*** Provided records

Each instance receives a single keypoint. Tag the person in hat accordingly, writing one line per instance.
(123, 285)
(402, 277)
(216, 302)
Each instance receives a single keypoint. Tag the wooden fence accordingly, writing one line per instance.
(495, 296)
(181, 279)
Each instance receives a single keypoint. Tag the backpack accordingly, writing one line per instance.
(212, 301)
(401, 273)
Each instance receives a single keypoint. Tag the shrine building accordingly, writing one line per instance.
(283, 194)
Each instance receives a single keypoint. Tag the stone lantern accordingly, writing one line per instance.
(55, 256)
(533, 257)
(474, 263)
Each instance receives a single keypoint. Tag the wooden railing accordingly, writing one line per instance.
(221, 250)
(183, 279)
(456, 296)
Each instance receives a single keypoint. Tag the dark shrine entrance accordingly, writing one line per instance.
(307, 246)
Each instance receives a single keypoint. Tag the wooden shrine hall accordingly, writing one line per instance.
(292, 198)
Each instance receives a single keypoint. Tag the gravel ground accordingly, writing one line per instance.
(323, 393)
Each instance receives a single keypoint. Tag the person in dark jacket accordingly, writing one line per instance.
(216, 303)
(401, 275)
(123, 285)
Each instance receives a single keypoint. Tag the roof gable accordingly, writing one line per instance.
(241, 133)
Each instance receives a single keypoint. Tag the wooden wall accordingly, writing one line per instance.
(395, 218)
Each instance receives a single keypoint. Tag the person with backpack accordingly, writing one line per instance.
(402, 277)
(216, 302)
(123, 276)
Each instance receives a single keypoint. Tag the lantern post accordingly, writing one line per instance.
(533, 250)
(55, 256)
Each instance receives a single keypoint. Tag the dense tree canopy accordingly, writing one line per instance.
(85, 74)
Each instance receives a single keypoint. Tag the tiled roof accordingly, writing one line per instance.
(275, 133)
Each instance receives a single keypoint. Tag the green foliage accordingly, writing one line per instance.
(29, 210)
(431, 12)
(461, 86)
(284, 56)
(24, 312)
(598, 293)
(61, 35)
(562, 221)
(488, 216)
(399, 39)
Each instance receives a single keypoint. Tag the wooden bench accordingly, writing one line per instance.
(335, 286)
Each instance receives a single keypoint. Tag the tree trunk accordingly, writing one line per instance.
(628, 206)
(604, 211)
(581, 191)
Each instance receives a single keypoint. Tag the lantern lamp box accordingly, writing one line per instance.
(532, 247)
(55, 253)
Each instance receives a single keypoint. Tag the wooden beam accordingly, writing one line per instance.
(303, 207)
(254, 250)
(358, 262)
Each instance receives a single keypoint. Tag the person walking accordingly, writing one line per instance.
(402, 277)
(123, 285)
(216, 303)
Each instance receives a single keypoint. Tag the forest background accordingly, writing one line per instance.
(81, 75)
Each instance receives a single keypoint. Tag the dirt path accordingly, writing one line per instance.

******

● **Work request**
Above are some records; repeat all of them exactly.

● **Output**
Each instance receives a single keypoint. Tag the person in hat accordingly, writing one line per instance.
(123, 285)
(402, 277)
(216, 302)
Each instance receives a single keypoint. Tag the wooden fence accordingly, writing one line per instance.
(495, 296)
(181, 279)
Each instance receives a single keypoint. Tag the backpack accordingly, writing one line per instance.
(212, 301)
(401, 273)
Each instance receives a single keypoint. Tag the shrine building accordingly, writing one line per instance.
(283, 194)
Each instance receives a single keypoint. Tag the stone lantern accordingly, writing one line per instance.
(55, 256)
(533, 257)
(474, 263)
Each instance receives a single keypoint. Tag the wooden railing accordingly, writing one line per instance.
(221, 250)
(183, 279)
(456, 296)
Each instance receives a single keypoint. Tag the dark shrine entrance accordingly, writing one line per instance.
(307, 246)
Each instance receives a single keypoint. Tag the wooden shrine hall accordingly, writing one line per instance.
(292, 198)
Each instance receives a single keypoint. Tag the gravel ground accordingly, writing one line per instance.
(323, 393)
Each instance receives a single keypoint. Tag the person in dark jacket accordingly, writing one line per instance.
(216, 303)
(401, 275)
(123, 285)
Each instance receives a single keypoint. Tag the roof gable accordingly, writing one line per instance.
(241, 133)
Each instance receives a single keypoint. Tag the wooden wall accordingly, writing one line per instance.
(395, 218)
Each instance receives a single keypoint. Tag the person with backpack accordingly, writing one line per instance.
(402, 277)
(216, 302)
(123, 276)
Each instance receives a single keypoint. Tag the lantern post accordingly, writing one line per instance.
(533, 250)
(55, 256)
Each instance receives a single keypoint. Tag the dense tree canopy accordingly, writing one line per instance.
(85, 74)
Each instance receives a single keypoint. Tag the tiled roof accordingly, writing one line per instance.
(275, 133)
Each instance receives a single keypoint. Tag the green foliage accordingly, writing one line per instance.
(29, 210)
(431, 12)
(461, 86)
(284, 56)
(24, 312)
(598, 293)
(61, 35)
(562, 221)
(488, 216)
(399, 39)
Each instance receives a single keypoint. Tag the wooden bench accordingly, writing one line per instance.
(335, 286)
Each instance receives a single keypoint. Tag the tree trunk accordingly, writing one line per instance.
(628, 206)
(604, 211)
(581, 191)
Each instance receives a single keypoint. Tag the lantern lamp box accordingly, writing one line per instance.
(532, 247)
(55, 253)
Each instance receives a single keypoint. Tag the wooden beam accordingly, writing one line per instance.
(303, 207)
(254, 250)
(358, 262)
Each instance receives a single keypoint. Tag the person walking accordingly, writing one line per instance.
(402, 277)
(123, 285)
(216, 303)
Each instance receives a single keypoint. Tag the forest background accordingly, writing one line per instance.
(81, 75)
Each instance receives a single keypoint. Tag the dirt path accordingly, writing one line per instance.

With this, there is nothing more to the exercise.